Passage:
<<<<

No tax hike in 2021, York County officials say
The York County Board of Commissioners will not raise taxes in 2021 in spite of severe financial challenges caused by the COVID-19 pandemic, officials said Wednesday.
With the help of federal aid to offset the costs of responding to the coronavirus pandemic and the efforts of county officials to cut operating expenses this year, York County is set to have about $10 million in surplus revenue at the end of 2020.
"We had a lot of people in the county – department heads, the county row officers – that had to make some very tough decisions earlier in the year," York County Commissioner Julie Wheeler said Wednesday.
In early April, the county placed nearly 300 employees on furlough in anticipation of plunging revenues during the first pandemic-related shutdown and also asked all department heads to pare down their operating budgets to the bare bones.
Nearly 100 employees were still furloughed as of Wednesday, Wheeler said.
The proposed 2021 general fund budget has an $8.5 million deficit, with $236.4 million in projected expenses and only $228 million in projected revenue.
But the 2020 surplus will offset the $8.5 million deficit and allow the county to balance its budget next year without a tax increase, county administrator Mark Derr said.
The 2021 tax rate will remain at 5.9 mills. One mill is equal to 1/1000 of a dollar. For a property assessed at $100,000, the county tax bill would be $590.

>>>>

Material shown:
<<<<

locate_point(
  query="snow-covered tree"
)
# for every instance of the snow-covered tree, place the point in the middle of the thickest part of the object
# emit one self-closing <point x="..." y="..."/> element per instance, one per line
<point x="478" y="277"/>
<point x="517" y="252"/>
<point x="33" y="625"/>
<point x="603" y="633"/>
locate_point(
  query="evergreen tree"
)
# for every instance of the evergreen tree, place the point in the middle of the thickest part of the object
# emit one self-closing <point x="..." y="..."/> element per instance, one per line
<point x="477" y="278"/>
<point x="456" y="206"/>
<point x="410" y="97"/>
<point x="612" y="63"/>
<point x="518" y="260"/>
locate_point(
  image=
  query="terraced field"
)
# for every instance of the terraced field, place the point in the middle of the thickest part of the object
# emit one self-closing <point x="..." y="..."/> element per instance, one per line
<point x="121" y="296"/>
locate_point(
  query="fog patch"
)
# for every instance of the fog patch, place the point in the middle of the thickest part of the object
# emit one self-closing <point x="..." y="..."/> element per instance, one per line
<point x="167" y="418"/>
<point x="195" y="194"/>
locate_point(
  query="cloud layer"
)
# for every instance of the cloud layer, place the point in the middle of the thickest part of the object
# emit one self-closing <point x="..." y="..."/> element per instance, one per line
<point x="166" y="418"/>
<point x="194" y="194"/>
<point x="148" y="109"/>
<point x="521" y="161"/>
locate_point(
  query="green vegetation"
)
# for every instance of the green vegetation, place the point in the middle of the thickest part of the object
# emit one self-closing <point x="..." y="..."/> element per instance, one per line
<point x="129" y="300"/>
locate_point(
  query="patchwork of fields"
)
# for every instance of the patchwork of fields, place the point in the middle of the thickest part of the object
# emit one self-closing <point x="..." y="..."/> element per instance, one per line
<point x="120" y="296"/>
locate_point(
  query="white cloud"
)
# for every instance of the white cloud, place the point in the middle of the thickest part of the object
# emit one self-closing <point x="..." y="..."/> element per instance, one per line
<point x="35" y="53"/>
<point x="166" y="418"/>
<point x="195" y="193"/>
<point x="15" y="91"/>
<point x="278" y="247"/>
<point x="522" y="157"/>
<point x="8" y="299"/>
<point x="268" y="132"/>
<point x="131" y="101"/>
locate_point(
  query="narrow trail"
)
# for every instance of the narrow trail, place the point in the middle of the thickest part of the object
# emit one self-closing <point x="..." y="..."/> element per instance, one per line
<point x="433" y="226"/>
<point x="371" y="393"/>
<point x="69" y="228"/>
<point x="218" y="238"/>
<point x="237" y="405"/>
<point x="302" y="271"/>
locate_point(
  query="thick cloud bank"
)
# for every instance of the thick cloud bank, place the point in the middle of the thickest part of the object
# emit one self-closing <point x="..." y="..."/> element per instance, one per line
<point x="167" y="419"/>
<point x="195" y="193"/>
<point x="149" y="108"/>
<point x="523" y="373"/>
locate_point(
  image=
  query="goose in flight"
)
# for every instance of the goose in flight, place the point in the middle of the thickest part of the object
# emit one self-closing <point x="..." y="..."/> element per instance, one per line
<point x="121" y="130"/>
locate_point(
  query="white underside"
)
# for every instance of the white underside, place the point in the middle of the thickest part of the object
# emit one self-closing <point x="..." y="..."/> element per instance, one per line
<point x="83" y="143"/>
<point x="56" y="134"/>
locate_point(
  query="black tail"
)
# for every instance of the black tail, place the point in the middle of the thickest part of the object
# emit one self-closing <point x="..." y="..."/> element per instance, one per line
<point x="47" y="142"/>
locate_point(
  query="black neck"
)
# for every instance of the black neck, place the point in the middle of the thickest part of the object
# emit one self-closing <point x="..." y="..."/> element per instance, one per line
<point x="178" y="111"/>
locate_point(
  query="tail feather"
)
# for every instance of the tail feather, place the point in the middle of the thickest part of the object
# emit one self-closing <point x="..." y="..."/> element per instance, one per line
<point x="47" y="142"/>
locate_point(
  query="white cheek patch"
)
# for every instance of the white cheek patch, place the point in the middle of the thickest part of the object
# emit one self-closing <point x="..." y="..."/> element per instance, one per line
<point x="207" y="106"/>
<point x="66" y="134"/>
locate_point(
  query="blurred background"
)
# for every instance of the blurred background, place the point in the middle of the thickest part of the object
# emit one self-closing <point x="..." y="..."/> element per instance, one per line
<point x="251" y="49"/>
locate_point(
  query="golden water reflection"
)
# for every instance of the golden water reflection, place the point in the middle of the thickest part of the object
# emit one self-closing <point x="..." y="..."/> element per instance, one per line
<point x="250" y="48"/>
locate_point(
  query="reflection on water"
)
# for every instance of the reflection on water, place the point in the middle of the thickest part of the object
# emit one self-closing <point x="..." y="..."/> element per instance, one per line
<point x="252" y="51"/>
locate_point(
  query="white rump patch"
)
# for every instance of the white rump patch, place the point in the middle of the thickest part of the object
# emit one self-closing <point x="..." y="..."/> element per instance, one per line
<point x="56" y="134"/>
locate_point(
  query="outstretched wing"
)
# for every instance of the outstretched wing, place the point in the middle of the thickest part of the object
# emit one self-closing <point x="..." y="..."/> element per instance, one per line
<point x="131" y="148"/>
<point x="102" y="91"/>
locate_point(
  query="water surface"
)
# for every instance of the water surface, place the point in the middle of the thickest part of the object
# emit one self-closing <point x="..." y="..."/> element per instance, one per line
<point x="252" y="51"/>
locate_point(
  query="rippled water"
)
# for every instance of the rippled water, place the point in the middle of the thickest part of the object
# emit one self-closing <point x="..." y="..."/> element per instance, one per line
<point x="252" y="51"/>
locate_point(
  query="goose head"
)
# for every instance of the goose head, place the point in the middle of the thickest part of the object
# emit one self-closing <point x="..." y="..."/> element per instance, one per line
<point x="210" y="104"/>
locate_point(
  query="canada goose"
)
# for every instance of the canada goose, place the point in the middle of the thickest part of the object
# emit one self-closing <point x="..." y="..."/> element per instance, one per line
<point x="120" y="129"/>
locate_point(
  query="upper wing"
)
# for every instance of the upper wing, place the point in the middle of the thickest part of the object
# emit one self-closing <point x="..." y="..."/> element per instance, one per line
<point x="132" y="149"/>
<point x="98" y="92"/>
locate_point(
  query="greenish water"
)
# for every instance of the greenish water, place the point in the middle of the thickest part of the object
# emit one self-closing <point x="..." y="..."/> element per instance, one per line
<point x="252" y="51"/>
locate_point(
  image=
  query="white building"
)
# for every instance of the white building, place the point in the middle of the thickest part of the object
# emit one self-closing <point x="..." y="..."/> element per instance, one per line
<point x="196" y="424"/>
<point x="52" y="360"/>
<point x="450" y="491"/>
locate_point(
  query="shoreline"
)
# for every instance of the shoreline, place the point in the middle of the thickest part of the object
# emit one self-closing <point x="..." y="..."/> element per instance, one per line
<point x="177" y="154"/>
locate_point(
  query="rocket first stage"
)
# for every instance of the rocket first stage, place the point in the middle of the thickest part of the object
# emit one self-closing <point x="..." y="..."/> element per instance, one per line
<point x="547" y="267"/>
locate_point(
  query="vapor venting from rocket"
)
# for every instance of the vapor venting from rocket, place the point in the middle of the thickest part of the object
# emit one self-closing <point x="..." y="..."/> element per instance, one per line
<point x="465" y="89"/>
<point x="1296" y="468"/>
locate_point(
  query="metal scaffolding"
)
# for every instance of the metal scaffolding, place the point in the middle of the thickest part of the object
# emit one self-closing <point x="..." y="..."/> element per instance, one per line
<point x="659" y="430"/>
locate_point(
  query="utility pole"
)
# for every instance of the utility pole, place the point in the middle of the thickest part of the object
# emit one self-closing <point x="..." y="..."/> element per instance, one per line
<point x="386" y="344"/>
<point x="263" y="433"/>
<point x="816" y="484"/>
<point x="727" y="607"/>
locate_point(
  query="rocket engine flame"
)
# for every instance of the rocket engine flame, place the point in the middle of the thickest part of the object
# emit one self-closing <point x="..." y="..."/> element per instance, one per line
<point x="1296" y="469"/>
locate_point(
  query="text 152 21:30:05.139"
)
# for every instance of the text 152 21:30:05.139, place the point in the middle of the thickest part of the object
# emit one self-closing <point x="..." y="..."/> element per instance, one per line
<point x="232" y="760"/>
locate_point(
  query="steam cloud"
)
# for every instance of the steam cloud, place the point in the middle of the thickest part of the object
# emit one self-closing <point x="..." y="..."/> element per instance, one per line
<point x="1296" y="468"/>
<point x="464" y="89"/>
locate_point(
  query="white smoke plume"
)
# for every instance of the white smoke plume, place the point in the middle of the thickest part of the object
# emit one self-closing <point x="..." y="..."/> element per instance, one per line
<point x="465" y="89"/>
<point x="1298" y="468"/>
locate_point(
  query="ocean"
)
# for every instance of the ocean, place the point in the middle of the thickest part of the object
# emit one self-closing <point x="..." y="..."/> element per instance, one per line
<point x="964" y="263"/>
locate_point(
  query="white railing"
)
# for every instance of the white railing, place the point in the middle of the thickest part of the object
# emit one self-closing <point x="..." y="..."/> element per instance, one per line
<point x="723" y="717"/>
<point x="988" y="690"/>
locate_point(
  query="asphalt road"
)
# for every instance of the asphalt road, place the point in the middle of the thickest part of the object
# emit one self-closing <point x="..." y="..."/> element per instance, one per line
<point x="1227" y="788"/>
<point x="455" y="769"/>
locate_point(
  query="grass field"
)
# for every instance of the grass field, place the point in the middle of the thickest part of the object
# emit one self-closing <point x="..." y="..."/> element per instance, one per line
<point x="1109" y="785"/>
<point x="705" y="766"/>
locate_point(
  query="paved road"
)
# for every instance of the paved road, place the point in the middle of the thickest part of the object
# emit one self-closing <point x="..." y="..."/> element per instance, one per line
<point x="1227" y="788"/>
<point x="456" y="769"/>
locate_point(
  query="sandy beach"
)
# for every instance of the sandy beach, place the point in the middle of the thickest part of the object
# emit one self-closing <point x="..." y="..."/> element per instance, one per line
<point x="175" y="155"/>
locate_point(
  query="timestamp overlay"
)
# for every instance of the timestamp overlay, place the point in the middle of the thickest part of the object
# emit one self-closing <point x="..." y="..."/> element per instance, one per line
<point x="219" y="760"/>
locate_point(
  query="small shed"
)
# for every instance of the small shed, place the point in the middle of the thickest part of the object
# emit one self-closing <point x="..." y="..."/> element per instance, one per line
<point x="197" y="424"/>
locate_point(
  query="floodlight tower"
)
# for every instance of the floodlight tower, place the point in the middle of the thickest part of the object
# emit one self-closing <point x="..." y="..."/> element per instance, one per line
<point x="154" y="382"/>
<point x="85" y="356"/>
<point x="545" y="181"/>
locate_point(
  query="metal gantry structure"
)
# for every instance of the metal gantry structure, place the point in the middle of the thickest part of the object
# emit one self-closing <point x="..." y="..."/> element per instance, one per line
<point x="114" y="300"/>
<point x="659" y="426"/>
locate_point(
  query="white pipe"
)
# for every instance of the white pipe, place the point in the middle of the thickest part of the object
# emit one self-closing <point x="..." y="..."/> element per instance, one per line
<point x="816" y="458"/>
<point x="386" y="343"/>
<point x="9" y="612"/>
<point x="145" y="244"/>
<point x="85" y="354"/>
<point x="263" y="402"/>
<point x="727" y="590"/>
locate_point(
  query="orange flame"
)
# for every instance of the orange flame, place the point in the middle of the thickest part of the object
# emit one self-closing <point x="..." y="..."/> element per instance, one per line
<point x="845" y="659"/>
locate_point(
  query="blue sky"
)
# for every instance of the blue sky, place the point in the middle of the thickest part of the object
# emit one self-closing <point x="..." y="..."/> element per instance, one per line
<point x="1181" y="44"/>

>>>>

Assignment 1:
Answer these about the York County tax article:
(a) How many county employees were placed on furlough in early April?
(b) What are the projected expenses in the proposed 2021 general fund budget?
(c) What will the 2021 tax rate be?
Assignment 2:
Please resume the York County tax article, beginning right after its final sentence.

Task result 1:
(a) Nearly 300
(b) $236.4 million
(c) 5.9 mills

Task result 2:
Wheeler said the commissioners understand that county residents and taxpayers are going through a tough time because of the economic downturn and that raising taxes right now isn't the right move.
Derr warned, though, that the current year surplus will only go so far. When county officials start planning the budget for 2022, they'll probably have to consider either a tax increase, cuts to services or some combination of both, he said.
The state government is expected to cut its allocations to local governments next year, Derr said, which also will affect York County's bottom line.
The Board of Commissioners will vote on the final budget at the Dec. 16 meeting.
COVID-19 has hit state coffers hard — revenues in 2020 missed projections by $3.2 billion, officials have said — as well as budgets in other local governments. York City, for example, faces a tax hike up to 9.5 mills if it can't sell its wastewater treatment plant, Mayor Michael Helfrich has said.
Helfrich blamed declines in tax revenue caused by the pandemic for much of the city's shortfall.